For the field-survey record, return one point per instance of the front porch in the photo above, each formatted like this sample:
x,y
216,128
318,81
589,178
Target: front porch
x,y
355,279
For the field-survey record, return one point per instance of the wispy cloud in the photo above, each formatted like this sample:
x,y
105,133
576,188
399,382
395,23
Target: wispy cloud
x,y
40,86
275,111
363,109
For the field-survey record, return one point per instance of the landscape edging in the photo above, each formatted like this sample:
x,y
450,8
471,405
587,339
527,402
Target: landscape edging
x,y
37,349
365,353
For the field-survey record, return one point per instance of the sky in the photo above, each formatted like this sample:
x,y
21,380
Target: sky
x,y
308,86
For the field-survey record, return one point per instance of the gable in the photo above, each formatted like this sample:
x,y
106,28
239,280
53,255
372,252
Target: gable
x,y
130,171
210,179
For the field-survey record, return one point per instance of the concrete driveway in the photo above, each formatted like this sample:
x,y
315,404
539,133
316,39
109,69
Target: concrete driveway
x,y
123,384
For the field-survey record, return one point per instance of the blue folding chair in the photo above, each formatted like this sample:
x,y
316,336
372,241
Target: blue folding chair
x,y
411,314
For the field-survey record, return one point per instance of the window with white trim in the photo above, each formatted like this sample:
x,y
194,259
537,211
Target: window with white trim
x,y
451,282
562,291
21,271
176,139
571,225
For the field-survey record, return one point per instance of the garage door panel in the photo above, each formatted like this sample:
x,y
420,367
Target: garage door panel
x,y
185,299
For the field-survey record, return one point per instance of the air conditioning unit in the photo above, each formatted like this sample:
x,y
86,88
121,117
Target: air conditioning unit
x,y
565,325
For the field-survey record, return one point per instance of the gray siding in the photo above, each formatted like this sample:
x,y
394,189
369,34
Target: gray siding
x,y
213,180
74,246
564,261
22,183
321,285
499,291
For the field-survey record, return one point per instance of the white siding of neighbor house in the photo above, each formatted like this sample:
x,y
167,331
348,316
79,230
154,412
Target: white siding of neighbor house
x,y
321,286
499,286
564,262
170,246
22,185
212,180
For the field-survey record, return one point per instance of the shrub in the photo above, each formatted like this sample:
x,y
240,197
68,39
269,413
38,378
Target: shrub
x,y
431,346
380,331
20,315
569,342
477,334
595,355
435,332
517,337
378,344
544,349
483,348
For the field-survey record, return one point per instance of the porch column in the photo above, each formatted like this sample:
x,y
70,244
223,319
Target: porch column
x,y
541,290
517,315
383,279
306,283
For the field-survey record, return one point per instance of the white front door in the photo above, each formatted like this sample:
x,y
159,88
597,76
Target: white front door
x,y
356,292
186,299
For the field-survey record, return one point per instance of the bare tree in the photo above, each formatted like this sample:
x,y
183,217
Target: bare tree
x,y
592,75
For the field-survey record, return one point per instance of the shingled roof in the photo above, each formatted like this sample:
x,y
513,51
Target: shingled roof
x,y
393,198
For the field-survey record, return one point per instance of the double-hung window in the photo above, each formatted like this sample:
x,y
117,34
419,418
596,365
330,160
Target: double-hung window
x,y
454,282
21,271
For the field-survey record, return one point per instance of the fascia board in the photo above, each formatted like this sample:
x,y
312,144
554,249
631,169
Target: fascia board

▶ [What is required] Extract each entry in full, exactly as given.

▶ [Answer section]
For the field-survey record, return one point per instance of the front porch in the photo above, each formatted like this sample:
x,y
216,128
318,81
589,178
Target: front porch
x,y
355,279
For the field-survey record, return one point per instance of the wispy cloud in the photo above, each formatted like this sample:
x,y
105,133
576,188
399,382
395,23
Target: wispy cloud
x,y
40,86
275,111
363,109
For the field-survey record, return one point per instance of the landscape edging in the photo above, each formatted like this sample:
x,y
450,8
471,405
587,339
527,402
Target: landscape edging
x,y
37,349
365,353
For the field-survey record, return one point per instance of the sky in the photo above, each formatted like this sample:
x,y
21,380
Target: sky
x,y
308,86
For the field-survey record, return one point per instance of the gable in the photo above, each formatted like this sample:
x,y
106,28
239,280
53,255
372,252
Target: gable
x,y
130,171
210,179
For the field-survey record, return one point per instance of the concrete driveway in the photo above, each formatted like this sample:
x,y
315,404
539,133
316,39
109,69
Target: concrete driveway
x,y
123,384
For the field-survey record, return one point per instance of the blue folding chair in the photo above, each formatted like this sample:
x,y
316,336
372,241
Target: blue folding chair
x,y
411,314
For the field-survey record, return one point per instance of the window with white trim in the photo above, each formatted like this sample:
x,y
194,259
537,211
Target: window with white trim
x,y
451,282
562,291
21,271
176,139
571,225
For the field-survey record, return one point per instance of the garage door panel in the photo above, each formatted like this sample:
x,y
420,367
Target: garage door panel
x,y
185,299
For the field-survey record, return one point per instance of the air conditioning unit in the photo above, each formatted like this sample:
x,y
86,88
121,117
Target: air conditioning unit
x,y
565,325
For the field-survey record, return one point per instance of the gray siding in the photo above, each formatted like this sample:
x,y
394,189
369,34
Target: gray siding
x,y
213,180
74,246
564,261
22,183
321,285
499,291
For the field-survey record, return one point per instance of the white siding of neighbor house in the photo above, each formatted like this sample:
x,y
167,331
348,316
79,230
154,412
Target: white siding of neighbor house
x,y
321,286
499,286
564,262
170,246
22,185
212,180
For the field-survey record, return one point per instance of the shrub in the photo above, each formatted like this sample:
x,y
240,197
68,39
269,413
38,378
Target: shrub
x,y
431,346
380,331
20,315
569,342
477,334
595,355
435,332
517,337
378,344
544,349
483,348
For the field-survey record, return one point per instance of the porch column in the photo above, each formatted like this sample:
x,y
70,244
223,319
Target: porch column
x,y
541,290
517,315
383,279
306,283
For the field-survey record, return one point per instance of the white front door in the photo above, each formatted like this sample:
x,y
159,88
597,76
Target: white front door
x,y
356,292
186,299
For the field-survey record, return one point per instance of the bare tree in the photo above, each formatted like this sample:
x,y
183,217
Target: bare tree
x,y
592,75
For the field-survey record, return one point per instance of the shingled roof in the photo above, each formatted like this sample:
x,y
513,51
Target: shingled roof
x,y
393,198
For the field-survey record, return one point per instance of the double-hung window in the photo above, each formatted like this sample:
x,y
117,34
419,418
596,365
330,160
Target: double-hung window
x,y
454,282
21,271
For the field-survey record, return one point per instance of the fascia board in the photo above, each formatted like this sample:
x,y
312,144
554,249
631,169
Target: fascia board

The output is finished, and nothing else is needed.